┌─ Data supplied
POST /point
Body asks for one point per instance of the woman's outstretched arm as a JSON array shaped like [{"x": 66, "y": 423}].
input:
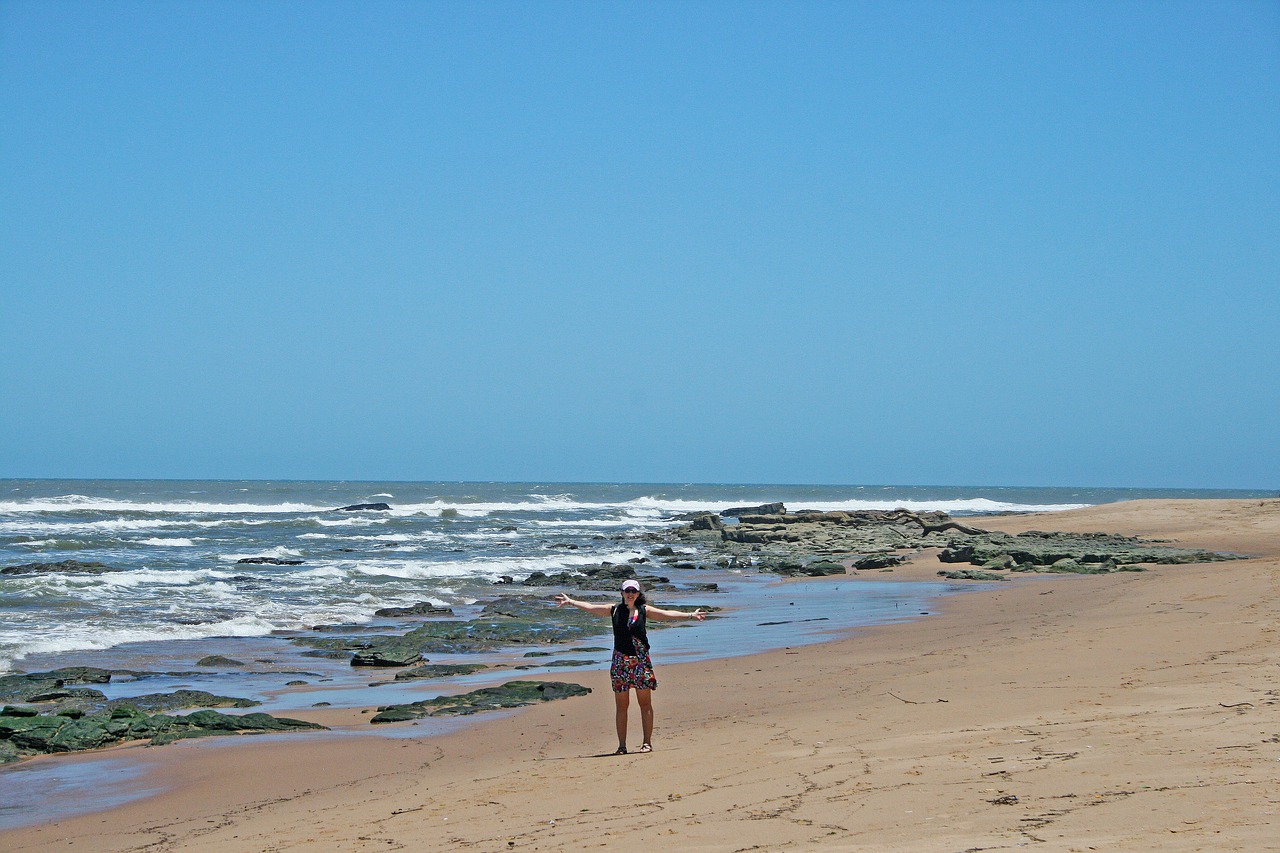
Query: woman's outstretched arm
[
  {"x": 592, "y": 607},
  {"x": 671, "y": 615}
]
└─
Aim: Please set out every line of the rows above as a numbered list, skipping blank lines and leaving the pictures out.

Answer to the problem:
1. POST /point
2. Body asks for one point per instance of the woman's outstretched arm as a JSON array shaped like [{"x": 66, "y": 423}].
3. input:
4. Query: woman's outstretched arm
5. [
6.   {"x": 592, "y": 607},
7.   {"x": 671, "y": 615}
8. ]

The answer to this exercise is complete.